EXERCISE – Below are records; reproduce exactly the lines from the one that has "275L753 279L754 210L703" through the one that has "negative clicks: (1459, 752)", ends included, and nothing more.

▬▬▬

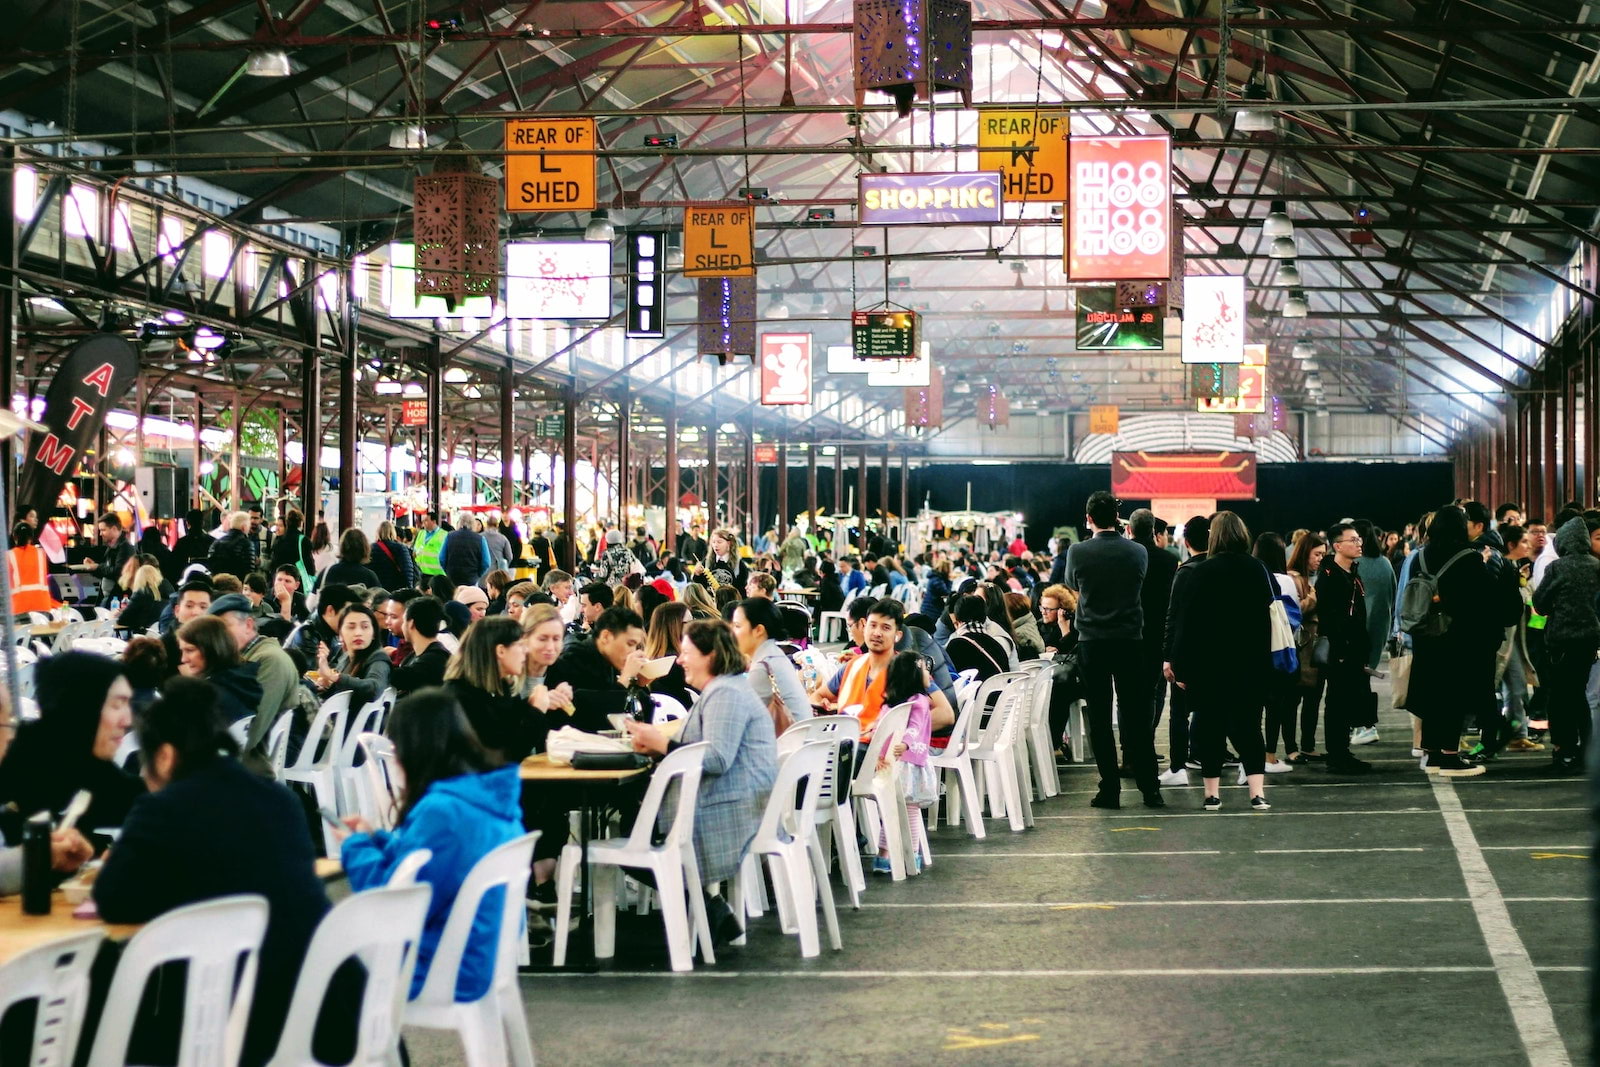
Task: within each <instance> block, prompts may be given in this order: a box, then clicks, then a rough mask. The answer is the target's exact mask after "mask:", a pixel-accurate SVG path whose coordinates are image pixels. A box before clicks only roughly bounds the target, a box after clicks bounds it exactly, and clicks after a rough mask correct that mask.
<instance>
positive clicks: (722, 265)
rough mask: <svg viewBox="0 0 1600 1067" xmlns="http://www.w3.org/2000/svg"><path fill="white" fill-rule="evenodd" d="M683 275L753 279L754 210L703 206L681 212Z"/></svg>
mask: <svg viewBox="0 0 1600 1067" xmlns="http://www.w3.org/2000/svg"><path fill="white" fill-rule="evenodd" d="M683 275H685V277H688V278H754V277H755V208H754V206H750V205H742V206H734V205H706V206H699V208H685V210H683Z"/></svg>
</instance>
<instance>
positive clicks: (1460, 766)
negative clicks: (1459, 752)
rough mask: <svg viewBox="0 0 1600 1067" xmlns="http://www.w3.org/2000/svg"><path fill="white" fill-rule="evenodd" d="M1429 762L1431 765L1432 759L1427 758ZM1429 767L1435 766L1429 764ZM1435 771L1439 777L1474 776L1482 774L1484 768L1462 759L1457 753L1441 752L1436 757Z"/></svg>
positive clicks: (1458, 753) (1473, 763)
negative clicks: (1436, 760) (1436, 765)
mask: <svg viewBox="0 0 1600 1067" xmlns="http://www.w3.org/2000/svg"><path fill="white" fill-rule="evenodd" d="M1429 763H1430V765H1432V763H1434V761H1432V760H1429ZM1429 769H1435V768H1432V766H1430V768H1429ZM1437 771H1438V776H1440V777H1475V776H1478V774H1483V773H1485V768H1483V766H1482V765H1477V763H1469V761H1467V760H1462V758H1461V755H1459V753H1454V752H1442V753H1440V757H1438V766H1437Z"/></svg>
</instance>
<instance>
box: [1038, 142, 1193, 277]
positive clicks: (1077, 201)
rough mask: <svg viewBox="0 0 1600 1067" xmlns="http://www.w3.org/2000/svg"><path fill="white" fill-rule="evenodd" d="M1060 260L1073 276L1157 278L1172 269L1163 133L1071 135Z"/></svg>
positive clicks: (1166, 175) (1171, 191)
mask: <svg viewBox="0 0 1600 1067" xmlns="http://www.w3.org/2000/svg"><path fill="white" fill-rule="evenodd" d="M1067 152H1069V158H1070V184H1072V187H1070V189H1069V197H1067V210H1066V211H1064V213H1062V216H1061V224H1062V227H1066V267H1067V277H1069V278H1072V280H1074V282H1118V280H1122V278H1165V277H1168V272H1170V270H1171V269H1173V250H1171V229H1173V165H1171V142H1170V141H1168V139H1166V138H1072V141H1070V142H1069V149H1067Z"/></svg>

▬▬▬

WRITTEN RESPONSE –
rough mask: <svg viewBox="0 0 1600 1067" xmlns="http://www.w3.org/2000/svg"><path fill="white" fill-rule="evenodd" d="M683 275L753 279L754 210L703 206L681 212Z"/></svg>
mask: <svg viewBox="0 0 1600 1067" xmlns="http://www.w3.org/2000/svg"><path fill="white" fill-rule="evenodd" d="M683 275H685V277H688V278H754V277H755V208H754V206H750V205H742V206H734V205H706V206H699V208H685V210H683Z"/></svg>
</instance>
<instance>
positive clicks: (1460, 766)
negative clicks: (1459, 752)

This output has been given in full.